# Alıntı Metin
------

Çocuk Katilleri İçin İdam Cezası Adil Bir Cezadır

Çocuk Katilleri İçin İdam Cezası Adil Bir Cezadır




Yazar: Ümit Özdağ
01 OCAK 2015

İdam cezası bazı durumlarda adil bir cezadır. Ancak özellikle 2. Dünya Savaşı öncesi ve sırasında totaliter rejimlerin gerçekleştirdikleri kitle katliamı niteliği taşıyan idamlar Batı Avrupa toplumlarının bir uçtan diğer uca kayarak idam cezasını tamamen kaldırmalarına neden oldu. Türkiye’de idam cezaları daha çok siyasi suçlar zemininde gündeme geldiği için cezanın niteliğinden çok siyasi boyutu tartışıldığı için sağlıklı bir zeminde değerlendirilmedi. AB’ye giriş sürecinde ise bir çok doğru ve gerekli kurum gibi idam cezası da tasfiye edildi.

Oysa idam cezası siyasi nitelikli görülen ama toplumda travma yaratan saldırı ve öldürme söz konusu olduğunda PKK’nın terör suçları dâhil uygulanması gereken bir cezadır. Ancak bugün böyle bir cezayı tekrar hukuk sistemi içine almanın mümkün görünmediği bir siyasal konjonktür söz konusudur. Buna rağmen idam cezasının en azından tecavüz ve sistemli işkence sonrasında gerçekleşen çocuk katilleri için uygulanması için hukuk sistemimizde gereken düzenlemenin yapılması gerekmektedir.  

Kars’ta Mert Aydın 9 yaşındaki bir çocuk, daha önceden tanıdığı 23 yaşındaki Aykut Balk’ın önce tecavüzüne uğradı sonra kafasına taşla vuruldu, ölmeyince boğularak öldürüldü. Polis 4 gün süren bir çalışmadan sonra zanlıyı yakaladı. Zanlı suçunu itiraf etti. Şu anda hapiste olan Aykut Balk intihar girişiminde bulundu.

------

# Alıştırma Malzemesi
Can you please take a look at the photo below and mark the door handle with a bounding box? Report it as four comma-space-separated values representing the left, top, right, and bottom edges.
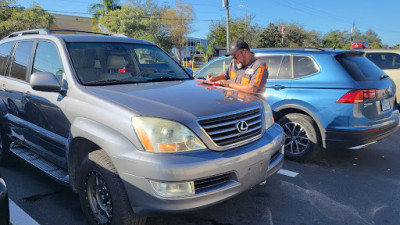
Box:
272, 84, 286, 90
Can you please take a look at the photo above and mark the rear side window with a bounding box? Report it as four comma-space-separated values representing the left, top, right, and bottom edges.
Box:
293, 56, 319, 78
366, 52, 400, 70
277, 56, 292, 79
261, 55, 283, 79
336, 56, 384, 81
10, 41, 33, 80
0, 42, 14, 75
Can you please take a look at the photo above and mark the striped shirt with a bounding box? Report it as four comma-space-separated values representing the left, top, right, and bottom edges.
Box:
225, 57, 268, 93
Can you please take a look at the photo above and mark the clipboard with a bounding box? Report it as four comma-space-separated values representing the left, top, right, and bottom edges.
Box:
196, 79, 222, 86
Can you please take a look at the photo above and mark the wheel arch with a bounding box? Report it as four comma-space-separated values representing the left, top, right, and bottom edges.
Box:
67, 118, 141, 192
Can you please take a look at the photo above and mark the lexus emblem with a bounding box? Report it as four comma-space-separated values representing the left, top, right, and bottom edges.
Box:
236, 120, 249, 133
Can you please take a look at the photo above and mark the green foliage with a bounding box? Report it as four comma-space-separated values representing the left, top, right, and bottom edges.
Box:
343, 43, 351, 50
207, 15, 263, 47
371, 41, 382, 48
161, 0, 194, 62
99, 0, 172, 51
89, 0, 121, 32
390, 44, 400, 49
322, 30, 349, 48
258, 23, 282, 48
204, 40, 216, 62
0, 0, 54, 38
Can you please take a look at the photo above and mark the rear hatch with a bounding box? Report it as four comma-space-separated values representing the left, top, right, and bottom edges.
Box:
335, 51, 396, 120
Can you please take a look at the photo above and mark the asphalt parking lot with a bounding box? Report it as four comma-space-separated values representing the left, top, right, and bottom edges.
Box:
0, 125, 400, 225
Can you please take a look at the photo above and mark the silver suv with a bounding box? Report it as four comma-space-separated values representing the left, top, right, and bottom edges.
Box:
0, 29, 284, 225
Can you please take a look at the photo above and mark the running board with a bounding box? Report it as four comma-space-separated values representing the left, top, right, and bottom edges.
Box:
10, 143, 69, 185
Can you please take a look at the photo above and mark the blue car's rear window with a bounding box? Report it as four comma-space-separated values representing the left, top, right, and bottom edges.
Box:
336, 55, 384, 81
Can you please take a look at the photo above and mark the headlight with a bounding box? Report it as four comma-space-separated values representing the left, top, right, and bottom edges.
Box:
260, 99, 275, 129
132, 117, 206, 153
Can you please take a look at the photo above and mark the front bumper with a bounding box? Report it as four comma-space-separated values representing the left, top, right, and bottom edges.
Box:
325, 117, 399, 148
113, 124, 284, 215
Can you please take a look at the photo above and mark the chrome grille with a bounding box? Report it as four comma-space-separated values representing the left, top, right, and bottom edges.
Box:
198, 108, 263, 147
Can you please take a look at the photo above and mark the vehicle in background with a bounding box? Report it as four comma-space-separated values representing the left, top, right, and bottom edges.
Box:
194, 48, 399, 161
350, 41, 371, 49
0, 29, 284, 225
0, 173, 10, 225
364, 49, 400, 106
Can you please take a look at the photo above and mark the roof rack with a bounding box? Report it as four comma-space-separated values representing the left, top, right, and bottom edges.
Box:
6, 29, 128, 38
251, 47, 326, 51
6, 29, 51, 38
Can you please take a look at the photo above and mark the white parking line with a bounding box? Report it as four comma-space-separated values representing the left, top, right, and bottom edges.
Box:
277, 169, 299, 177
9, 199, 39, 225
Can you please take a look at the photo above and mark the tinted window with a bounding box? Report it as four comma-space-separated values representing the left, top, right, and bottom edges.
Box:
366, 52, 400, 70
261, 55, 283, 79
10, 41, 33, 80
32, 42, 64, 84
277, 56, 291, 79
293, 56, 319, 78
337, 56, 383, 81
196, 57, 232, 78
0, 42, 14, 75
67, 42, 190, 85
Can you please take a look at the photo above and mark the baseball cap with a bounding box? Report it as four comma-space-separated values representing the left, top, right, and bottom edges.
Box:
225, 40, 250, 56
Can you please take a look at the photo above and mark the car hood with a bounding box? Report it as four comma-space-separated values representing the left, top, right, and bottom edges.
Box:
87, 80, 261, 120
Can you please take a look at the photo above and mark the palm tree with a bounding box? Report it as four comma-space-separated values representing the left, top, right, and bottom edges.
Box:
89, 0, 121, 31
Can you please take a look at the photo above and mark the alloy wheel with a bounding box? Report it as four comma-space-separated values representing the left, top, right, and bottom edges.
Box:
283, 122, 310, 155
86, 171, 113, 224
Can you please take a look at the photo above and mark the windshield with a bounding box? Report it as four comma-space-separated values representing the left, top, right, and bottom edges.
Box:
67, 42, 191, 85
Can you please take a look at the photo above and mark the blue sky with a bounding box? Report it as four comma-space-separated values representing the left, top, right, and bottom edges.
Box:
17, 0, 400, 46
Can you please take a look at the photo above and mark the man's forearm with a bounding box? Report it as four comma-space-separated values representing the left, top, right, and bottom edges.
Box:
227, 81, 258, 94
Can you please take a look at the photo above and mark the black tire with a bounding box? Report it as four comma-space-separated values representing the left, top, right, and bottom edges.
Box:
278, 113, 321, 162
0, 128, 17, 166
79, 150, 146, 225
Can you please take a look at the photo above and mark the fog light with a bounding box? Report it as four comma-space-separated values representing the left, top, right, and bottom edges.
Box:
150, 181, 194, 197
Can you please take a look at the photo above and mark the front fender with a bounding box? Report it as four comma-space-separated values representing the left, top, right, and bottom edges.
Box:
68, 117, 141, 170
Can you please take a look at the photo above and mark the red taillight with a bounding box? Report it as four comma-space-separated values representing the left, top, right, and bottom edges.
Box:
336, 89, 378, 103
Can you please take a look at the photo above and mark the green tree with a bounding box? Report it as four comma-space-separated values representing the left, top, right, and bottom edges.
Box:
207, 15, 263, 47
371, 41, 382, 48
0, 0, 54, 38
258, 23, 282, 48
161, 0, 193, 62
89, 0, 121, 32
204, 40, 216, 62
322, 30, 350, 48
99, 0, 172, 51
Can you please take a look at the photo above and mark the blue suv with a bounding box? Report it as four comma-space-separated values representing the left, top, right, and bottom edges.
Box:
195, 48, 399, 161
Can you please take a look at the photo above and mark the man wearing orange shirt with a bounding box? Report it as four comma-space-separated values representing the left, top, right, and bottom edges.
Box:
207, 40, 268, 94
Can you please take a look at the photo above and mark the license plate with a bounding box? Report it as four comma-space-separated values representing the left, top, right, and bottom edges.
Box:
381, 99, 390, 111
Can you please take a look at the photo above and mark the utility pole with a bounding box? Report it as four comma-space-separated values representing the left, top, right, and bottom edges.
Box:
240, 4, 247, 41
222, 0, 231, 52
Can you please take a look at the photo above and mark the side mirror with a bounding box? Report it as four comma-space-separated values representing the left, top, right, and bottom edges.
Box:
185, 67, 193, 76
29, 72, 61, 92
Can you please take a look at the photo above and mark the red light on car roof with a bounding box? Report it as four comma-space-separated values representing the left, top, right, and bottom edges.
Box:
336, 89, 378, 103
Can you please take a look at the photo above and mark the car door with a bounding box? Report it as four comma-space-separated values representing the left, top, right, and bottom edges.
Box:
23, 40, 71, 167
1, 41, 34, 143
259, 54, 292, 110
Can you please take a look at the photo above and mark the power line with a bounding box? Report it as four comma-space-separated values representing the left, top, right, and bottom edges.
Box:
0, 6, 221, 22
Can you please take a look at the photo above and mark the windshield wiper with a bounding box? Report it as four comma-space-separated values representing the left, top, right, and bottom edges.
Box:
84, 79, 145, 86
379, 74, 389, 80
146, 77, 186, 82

------

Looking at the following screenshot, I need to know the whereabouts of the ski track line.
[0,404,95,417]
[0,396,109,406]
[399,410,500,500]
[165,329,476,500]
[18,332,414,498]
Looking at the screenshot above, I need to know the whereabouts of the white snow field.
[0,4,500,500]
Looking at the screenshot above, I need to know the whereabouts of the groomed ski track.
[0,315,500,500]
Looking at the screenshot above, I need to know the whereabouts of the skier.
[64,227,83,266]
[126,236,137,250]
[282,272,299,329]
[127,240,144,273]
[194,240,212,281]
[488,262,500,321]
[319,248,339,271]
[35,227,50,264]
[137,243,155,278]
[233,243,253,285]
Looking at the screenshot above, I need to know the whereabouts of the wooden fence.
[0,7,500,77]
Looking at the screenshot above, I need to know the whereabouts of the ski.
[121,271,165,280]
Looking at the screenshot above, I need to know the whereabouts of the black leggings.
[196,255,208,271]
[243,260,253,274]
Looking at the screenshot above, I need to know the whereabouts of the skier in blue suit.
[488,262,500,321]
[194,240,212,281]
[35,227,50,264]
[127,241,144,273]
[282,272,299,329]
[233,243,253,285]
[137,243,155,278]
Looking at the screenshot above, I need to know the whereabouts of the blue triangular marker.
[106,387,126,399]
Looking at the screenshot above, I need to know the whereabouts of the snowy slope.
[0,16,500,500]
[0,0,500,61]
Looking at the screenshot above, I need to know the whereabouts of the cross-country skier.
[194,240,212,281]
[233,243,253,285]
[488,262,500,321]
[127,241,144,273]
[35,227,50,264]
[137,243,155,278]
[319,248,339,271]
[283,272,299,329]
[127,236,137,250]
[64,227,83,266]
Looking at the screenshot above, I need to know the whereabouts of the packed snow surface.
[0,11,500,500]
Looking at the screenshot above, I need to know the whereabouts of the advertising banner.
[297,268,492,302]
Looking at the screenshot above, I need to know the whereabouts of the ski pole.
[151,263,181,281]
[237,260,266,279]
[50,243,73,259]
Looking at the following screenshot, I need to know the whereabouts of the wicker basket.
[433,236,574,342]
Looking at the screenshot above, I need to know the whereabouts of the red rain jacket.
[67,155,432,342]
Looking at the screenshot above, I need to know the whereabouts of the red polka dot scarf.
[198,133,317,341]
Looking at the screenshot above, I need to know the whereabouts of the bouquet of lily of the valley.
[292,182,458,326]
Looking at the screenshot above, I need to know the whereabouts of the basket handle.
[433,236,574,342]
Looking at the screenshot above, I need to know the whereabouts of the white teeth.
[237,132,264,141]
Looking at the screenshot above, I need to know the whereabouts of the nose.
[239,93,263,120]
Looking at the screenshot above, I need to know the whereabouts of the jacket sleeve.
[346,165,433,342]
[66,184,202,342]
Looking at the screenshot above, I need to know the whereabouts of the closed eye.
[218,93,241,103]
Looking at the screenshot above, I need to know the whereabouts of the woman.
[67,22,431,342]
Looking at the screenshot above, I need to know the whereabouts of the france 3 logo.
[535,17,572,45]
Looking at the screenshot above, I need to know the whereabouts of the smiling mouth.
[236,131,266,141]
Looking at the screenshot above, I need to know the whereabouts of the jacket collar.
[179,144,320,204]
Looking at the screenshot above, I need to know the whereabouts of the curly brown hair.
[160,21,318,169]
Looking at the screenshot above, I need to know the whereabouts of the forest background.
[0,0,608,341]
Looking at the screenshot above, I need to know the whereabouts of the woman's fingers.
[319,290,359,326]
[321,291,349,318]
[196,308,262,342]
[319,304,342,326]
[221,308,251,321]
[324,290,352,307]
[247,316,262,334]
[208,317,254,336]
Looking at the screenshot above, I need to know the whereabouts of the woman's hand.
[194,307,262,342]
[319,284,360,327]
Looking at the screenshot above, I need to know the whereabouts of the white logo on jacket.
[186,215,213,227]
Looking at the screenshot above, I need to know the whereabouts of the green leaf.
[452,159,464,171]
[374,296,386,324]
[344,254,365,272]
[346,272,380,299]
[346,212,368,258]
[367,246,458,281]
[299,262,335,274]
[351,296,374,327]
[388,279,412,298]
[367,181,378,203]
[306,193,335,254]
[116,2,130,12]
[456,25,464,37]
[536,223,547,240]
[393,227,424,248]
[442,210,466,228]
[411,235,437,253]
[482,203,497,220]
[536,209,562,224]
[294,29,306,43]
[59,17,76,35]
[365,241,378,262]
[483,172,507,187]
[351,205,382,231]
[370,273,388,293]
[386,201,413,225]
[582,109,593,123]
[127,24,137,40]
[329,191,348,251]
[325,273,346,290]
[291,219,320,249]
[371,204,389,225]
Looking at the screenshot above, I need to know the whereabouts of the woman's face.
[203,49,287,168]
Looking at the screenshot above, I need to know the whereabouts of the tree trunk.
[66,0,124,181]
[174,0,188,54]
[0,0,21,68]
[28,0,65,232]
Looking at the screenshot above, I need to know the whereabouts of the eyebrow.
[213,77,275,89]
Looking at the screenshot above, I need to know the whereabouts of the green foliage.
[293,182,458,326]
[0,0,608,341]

------

# Hedefler
(1) Kayıtlarda "Can you please take a look at the photo below" ifadesini içeren satırdan "196, 79, 222, 86" ifadesini içeren satıra kadar, bu satır da dahil olmak üzere, satırları değiştirmeden yazdırınız. Resimleri yanıtınıza almayınız.
(2) Çocuk katilleri için idam cezasını savunan yazıyı son cümlesinden itibaren sürdürünüz.

# Çözümlü Problemler
(1)
Can you please take a look at the photo below and mark the door handle with a bounding box? Report it as four comma-space-separated values representing the left, top, right, and bottom edges.
Box:
272, 84, 286, 90
Can you please take a look at the photo above and mark the rear side window with a bounding box? Report it as four comma-space-separated values representing the left, top, right, and bottom edges.
Box:
293, 56, 319, 78
366, 52, 400, 70
277, 56, 292, 79
261, 55, 283, 79
336, 56, 384, 81
10, 41, 33, 80
0, 42, 14, 75
Can you please take a look at the photo above and mark the striped shirt with a bounding box? Report it as four comma-space-separated values representing the left, top, right, and bottom edges.
Box:
225, 57, 268, 93
Can you please take a look at the photo above and mark the clipboard with a bounding box? Report it as four comma-space-separated values representing the left, top, right, and bottom edges.
Box:
196, 79, 222, 86

(2)
Benzer bir cinsel istismar olayında hukuk sisteminin ne kadar ceza verdiğine de bakalım. Erzurum'un İspir İlçesi'nde 12 yaşındaki akrabasının kızı N.Ç.'ye cinsel istismarda bulunan 49 yaşındaki Fikret B. Erzurum 1'inci Ağır Ceza Mahkemesi'nde 28 Mart 2013 günü yapılan duruşmada 14 yıl 2 ay hapis cezasına çarptırılmıştı. Yargıtay’ın cezayı az bulup, kararı bozması üzerine yeniden yargılandığı davada Fikret B., zor kulllanarak 'çocuğun nitelikli cinsel istismarı' suçundan 15 yıl hapse mahkum edildi. Sonuçta 10 ay fark etti.

Bir başka haberi hatırlayalım.  8 Eylül 2013 tarihli Hürriyet gazetesinin haberine göre Mersin’de babası ile yaşayan 9 yaşındaki Nazar Yıldız’ı babası, ayrı yaşadıkları annesi Serap A.’ya 10 gün birlikte kalması için teslim etti. Serap A.’nın birlikte yaşadığı Ayhan Aktaş 9 yaşındaki Nazar Yıldız’ı günlerce “uyumadığı ve kendisini dinlemediği” gerekçesi ile demir çubuk ve makarna süzgeçi ile dövdü. Nazar Yıldız yoğun bakımda 13 gün yaşam savaşı verdi ancak sonunda bu mücadeleyi kaybederek öldü. O kadar ağır işkence görmüş ki, kurtarılamadı.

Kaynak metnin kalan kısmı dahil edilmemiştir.